Among the entries below, tally each line containing "tree"; respond with the total only.
*** Opening of Supplied records ***
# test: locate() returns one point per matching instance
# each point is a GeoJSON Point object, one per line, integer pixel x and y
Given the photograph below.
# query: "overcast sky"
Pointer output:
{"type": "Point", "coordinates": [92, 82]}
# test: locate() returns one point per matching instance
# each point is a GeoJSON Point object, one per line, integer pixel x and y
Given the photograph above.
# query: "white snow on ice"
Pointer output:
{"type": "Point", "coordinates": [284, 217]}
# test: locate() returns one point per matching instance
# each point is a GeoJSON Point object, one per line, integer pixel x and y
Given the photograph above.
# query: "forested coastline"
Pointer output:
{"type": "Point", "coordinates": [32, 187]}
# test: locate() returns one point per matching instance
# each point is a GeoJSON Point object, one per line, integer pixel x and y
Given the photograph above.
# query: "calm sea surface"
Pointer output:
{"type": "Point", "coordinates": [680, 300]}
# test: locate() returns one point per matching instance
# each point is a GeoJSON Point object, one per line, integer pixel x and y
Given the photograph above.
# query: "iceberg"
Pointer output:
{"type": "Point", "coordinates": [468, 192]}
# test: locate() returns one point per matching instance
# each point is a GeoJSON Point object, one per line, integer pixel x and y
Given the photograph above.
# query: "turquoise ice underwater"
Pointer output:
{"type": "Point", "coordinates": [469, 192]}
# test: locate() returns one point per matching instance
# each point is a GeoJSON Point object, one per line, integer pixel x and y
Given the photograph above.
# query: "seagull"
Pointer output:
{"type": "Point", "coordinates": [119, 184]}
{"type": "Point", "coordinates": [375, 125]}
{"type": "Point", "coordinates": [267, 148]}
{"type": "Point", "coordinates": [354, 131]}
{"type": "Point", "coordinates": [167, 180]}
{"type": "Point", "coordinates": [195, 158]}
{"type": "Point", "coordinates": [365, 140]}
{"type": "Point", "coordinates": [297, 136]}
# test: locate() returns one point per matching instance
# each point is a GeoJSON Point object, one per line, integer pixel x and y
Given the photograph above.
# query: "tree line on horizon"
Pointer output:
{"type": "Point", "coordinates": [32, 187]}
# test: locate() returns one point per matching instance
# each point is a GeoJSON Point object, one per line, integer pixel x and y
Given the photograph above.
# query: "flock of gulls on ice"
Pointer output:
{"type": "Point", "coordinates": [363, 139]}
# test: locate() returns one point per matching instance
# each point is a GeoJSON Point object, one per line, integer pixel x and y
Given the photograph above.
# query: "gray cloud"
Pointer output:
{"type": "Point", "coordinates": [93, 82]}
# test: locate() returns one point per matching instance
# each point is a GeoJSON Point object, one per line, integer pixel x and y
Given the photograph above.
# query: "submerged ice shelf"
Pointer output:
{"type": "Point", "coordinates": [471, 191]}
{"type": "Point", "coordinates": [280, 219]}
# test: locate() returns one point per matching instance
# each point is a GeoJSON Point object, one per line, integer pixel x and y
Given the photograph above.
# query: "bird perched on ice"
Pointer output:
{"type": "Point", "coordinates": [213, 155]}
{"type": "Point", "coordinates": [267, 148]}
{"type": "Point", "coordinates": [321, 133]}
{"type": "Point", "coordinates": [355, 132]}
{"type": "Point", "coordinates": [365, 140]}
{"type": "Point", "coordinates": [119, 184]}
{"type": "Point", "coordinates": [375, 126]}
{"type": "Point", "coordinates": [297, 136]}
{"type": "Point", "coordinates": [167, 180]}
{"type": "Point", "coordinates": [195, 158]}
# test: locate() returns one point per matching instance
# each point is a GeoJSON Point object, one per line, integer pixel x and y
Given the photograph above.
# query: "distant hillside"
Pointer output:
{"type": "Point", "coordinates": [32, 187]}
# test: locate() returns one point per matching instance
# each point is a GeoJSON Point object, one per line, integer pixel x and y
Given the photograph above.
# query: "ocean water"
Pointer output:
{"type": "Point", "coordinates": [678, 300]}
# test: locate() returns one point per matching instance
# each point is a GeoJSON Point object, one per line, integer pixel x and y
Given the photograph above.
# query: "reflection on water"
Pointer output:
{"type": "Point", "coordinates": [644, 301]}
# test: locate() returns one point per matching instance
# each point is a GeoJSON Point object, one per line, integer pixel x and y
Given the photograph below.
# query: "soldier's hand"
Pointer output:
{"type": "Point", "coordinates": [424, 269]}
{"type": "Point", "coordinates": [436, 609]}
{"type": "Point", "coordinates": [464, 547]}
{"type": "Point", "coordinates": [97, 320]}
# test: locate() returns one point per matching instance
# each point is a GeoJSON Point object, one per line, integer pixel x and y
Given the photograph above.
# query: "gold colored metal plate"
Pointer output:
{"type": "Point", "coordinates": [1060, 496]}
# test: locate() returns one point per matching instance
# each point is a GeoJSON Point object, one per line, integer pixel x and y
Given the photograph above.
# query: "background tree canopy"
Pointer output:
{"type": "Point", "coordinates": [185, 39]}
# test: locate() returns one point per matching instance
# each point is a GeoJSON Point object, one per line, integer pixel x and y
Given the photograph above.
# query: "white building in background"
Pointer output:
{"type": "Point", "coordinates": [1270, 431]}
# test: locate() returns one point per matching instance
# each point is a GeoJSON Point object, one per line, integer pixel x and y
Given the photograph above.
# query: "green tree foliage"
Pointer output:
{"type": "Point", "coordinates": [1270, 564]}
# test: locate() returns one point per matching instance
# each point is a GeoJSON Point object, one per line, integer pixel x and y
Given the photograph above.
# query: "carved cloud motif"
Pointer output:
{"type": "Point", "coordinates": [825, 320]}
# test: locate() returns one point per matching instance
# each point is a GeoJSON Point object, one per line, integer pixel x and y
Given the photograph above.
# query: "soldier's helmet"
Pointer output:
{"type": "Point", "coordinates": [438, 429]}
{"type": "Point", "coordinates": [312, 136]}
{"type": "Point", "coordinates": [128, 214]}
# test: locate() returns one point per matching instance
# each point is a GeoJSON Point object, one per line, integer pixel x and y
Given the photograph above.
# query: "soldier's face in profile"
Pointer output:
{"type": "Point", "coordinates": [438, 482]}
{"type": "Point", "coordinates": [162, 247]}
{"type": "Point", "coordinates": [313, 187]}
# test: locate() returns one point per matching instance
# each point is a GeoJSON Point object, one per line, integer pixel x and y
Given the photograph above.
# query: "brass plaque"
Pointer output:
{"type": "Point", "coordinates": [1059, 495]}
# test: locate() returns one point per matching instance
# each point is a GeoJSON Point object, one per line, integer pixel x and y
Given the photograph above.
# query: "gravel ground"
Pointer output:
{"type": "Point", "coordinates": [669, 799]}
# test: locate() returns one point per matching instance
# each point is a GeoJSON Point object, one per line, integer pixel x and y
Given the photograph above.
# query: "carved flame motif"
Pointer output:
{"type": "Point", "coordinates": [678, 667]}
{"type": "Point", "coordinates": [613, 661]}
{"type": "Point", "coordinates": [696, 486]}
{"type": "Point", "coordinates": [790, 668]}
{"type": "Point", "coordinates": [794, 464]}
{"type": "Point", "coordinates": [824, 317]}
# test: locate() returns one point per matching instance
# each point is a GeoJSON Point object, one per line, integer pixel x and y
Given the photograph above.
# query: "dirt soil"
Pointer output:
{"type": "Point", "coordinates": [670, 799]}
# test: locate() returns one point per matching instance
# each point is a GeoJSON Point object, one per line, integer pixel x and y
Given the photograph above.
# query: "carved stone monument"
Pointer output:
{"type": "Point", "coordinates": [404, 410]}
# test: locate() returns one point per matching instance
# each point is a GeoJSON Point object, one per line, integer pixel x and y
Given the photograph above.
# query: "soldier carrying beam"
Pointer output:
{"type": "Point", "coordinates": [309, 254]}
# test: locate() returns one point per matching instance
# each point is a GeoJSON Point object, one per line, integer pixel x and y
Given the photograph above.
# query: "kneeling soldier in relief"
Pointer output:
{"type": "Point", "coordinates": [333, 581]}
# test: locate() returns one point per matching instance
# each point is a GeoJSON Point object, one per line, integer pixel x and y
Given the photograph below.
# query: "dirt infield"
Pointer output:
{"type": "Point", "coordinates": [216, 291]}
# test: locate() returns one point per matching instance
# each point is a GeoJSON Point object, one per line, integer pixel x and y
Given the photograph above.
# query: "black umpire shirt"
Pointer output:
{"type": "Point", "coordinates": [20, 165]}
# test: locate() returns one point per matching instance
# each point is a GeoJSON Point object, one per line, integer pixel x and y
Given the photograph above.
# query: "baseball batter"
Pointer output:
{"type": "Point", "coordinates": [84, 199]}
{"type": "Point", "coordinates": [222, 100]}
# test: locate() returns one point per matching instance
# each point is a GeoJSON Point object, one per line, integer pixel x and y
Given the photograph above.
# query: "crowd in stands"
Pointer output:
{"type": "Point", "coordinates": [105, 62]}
*** Close of Supplied records ***
Answer section: 3